[Pointing dataset excerpts]
-- Start --

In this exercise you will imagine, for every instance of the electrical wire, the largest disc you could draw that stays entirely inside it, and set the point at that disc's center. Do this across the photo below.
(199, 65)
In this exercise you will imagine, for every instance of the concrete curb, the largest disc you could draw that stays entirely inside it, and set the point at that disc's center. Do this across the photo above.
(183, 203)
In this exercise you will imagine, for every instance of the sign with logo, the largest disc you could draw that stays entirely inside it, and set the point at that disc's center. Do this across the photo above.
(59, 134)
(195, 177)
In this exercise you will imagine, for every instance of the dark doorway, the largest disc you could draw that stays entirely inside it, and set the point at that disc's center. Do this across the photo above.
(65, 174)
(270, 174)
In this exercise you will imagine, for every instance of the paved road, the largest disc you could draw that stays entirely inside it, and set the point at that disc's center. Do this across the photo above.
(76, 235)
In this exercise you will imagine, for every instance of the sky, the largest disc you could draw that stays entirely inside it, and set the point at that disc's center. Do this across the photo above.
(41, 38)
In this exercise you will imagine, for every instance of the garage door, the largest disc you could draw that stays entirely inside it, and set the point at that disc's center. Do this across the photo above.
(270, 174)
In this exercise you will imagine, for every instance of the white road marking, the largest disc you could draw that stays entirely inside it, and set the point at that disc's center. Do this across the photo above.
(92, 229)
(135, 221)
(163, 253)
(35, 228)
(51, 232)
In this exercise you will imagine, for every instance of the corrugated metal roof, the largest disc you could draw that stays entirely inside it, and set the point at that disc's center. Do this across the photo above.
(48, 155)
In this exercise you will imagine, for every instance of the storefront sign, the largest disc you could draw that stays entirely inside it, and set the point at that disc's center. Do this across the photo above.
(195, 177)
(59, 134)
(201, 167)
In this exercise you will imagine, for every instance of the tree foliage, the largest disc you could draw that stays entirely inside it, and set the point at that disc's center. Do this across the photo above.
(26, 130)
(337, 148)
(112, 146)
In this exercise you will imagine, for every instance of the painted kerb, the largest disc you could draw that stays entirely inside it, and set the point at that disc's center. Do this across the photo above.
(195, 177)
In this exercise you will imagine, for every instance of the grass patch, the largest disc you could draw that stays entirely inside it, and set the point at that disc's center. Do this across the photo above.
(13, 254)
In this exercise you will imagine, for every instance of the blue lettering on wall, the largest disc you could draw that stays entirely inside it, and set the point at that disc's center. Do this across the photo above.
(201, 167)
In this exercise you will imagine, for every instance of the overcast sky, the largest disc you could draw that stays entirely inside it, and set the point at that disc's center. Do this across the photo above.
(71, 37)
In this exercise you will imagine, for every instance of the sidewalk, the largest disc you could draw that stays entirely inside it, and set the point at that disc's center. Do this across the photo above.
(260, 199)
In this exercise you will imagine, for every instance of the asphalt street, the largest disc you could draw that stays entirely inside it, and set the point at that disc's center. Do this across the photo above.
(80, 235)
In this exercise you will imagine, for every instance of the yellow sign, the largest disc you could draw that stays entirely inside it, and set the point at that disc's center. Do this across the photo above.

-- End --

### Requirement:
Reproduce only the lines between the line containing "of the tree" and the last line of the records, those two lines included, exactly.

### Finished exercise:
In this exercise you will imagine, for every instance of the tree foliage, the largest disc you could draw that stays entirely inside it, and set the point at that disc's center. Do this across the photo above.
(26, 130)
(337, 148)
(112, 146)
In this exercise you will imagine, for every instance of the painted kerb, the largest disc you could draw that stays entirely inside it, and set the point at that disc's center. Do this across the photo above.
(195, 177)
In this exercise you will imagine, for every instance of the grass patch, the largest disc you could draw that stays entirely inside it, and set the point at that disc's center. Do this across the photo above.
(13, 254)
In this exercise you will imagine, for every instance of the blue lettering on wall, the largest disc you could draw that stays entirely inside it, and set the point at that disc's center. Do this across the photo above.
(201, 167)
In this exercise you will imagine, for every instance of the overcast sky, the largest disc you could draw that stays entirely inside it, and set the point at that disc's center. Do this across the photo above.
(71, 37)
In this exercise you will imagine, for every instance of the sidewalk, the largest disc you could draw that stays entirely inside it, and set the point at that disc's center. Do this across the photo above.
(260, 199)
In this exercise you will imagine, for every instance of the asphalt street, the largest disc you could draw that stays entirely inside it, and set the point at that disc's center. Do this across the photo above.
(80, 235)
In this exercise you will imagine, for every instance of the yellow sign, the largest disc you could draw that stays entirely inside it, and set the point at that disc's center. Do this across the photo above.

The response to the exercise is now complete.